§ Work order
The answer must be every line below that contains the string "railing".

Dataset excerpts

..............................

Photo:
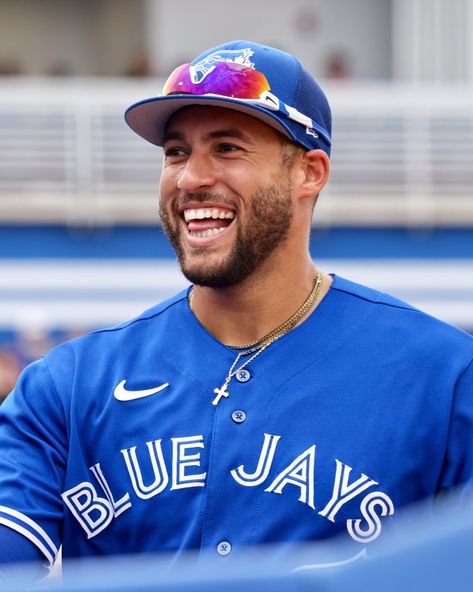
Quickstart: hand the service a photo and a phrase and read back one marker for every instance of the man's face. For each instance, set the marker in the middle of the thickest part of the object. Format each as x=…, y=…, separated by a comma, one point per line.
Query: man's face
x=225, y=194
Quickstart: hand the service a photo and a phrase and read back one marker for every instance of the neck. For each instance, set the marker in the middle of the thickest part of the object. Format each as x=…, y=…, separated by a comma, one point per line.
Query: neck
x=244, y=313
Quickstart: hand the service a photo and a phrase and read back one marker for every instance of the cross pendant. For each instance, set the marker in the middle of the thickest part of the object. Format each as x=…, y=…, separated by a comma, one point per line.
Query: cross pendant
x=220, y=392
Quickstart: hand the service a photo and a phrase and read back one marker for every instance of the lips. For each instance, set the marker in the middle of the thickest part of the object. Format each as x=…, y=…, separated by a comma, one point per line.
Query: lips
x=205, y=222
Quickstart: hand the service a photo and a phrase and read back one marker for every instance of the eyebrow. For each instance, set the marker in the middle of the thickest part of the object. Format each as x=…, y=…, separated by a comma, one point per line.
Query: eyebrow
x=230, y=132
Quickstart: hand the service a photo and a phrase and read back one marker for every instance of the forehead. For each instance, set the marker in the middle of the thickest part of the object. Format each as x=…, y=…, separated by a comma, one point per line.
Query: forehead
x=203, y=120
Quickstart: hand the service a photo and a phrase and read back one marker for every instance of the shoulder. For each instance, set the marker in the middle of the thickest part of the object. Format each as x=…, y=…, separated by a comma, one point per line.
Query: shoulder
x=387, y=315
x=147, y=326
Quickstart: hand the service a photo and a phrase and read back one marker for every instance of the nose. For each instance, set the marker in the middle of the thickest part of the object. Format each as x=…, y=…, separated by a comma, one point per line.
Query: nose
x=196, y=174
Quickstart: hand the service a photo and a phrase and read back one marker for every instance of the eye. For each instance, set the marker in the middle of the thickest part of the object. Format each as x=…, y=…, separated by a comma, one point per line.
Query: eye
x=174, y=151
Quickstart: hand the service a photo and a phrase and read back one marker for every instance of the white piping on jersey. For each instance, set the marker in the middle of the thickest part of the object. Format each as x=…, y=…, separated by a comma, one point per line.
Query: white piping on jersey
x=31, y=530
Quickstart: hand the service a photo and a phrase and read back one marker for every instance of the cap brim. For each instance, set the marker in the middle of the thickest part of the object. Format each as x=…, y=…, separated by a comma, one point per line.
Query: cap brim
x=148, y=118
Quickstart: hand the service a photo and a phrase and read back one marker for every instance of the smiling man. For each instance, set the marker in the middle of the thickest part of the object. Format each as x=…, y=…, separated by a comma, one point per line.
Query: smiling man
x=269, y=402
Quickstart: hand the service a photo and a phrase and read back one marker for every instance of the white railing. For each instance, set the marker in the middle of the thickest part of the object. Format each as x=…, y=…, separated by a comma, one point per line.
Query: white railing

..............................

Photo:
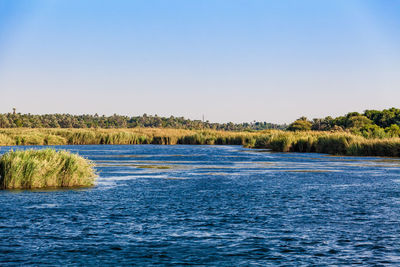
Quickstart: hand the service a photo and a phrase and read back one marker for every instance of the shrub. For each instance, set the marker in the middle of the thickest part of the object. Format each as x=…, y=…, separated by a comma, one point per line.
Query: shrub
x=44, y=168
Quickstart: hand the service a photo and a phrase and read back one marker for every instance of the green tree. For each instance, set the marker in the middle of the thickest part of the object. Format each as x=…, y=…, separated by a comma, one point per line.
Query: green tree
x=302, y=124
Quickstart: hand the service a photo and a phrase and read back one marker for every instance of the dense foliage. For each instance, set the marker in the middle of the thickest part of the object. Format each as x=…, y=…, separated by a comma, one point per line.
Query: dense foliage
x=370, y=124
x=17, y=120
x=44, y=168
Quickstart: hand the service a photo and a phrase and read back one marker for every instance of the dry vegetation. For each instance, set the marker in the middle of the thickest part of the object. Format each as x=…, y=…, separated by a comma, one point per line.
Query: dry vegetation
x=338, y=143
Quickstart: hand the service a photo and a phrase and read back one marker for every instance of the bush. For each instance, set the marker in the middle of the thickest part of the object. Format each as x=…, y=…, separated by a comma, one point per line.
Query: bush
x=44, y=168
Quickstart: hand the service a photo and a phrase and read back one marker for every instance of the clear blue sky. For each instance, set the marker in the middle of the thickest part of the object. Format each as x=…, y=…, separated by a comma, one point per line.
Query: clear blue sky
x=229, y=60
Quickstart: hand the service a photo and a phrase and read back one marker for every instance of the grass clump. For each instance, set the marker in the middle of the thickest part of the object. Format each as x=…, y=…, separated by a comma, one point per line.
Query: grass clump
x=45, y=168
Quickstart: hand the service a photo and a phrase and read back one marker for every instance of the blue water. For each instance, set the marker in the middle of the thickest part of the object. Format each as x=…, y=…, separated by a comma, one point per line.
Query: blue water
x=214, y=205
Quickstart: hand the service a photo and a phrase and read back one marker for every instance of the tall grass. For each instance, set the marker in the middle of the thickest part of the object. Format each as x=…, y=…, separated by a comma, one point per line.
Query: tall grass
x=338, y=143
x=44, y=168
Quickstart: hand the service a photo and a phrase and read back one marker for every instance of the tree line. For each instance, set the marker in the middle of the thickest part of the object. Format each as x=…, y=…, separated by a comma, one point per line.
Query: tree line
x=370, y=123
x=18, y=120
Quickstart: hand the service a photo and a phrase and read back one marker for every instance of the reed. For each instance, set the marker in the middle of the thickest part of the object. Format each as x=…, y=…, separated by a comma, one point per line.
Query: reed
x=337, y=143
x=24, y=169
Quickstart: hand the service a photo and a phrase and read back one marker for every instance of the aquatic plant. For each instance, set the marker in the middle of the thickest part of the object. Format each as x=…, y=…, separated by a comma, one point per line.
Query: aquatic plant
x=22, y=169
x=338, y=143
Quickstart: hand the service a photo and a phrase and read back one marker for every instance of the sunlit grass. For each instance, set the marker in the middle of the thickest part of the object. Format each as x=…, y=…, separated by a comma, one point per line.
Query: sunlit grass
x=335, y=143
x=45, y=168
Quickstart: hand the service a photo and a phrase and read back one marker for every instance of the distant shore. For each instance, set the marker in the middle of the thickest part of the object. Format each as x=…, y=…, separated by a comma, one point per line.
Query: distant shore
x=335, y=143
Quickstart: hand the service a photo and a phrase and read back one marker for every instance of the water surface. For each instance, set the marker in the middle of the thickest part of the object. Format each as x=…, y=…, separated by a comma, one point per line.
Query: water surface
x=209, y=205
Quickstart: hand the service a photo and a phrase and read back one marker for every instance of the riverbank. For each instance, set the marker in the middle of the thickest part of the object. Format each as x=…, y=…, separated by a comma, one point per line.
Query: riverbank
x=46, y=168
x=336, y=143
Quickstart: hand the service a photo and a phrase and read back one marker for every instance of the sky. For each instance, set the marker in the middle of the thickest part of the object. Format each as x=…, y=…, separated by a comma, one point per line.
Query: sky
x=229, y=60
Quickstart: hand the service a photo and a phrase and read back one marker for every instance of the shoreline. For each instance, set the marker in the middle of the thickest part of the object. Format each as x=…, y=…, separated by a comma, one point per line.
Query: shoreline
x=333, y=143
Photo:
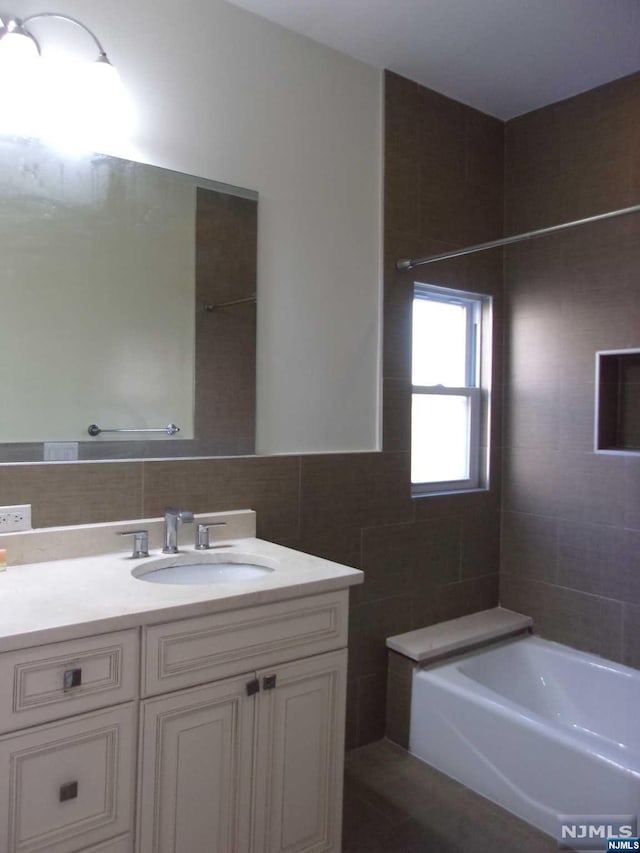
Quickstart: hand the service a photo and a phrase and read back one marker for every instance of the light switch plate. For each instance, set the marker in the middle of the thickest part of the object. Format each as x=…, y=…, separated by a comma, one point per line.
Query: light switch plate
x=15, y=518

..............................

§ Task response
Quickstart: hand the service a photo and a phrase and read back one marker for every instance of the white railing. For each instance, set the marker in the middle of the thickest part of the object. Format each as x=…, y=…, separated by a comma, one point per line.
Query: white railing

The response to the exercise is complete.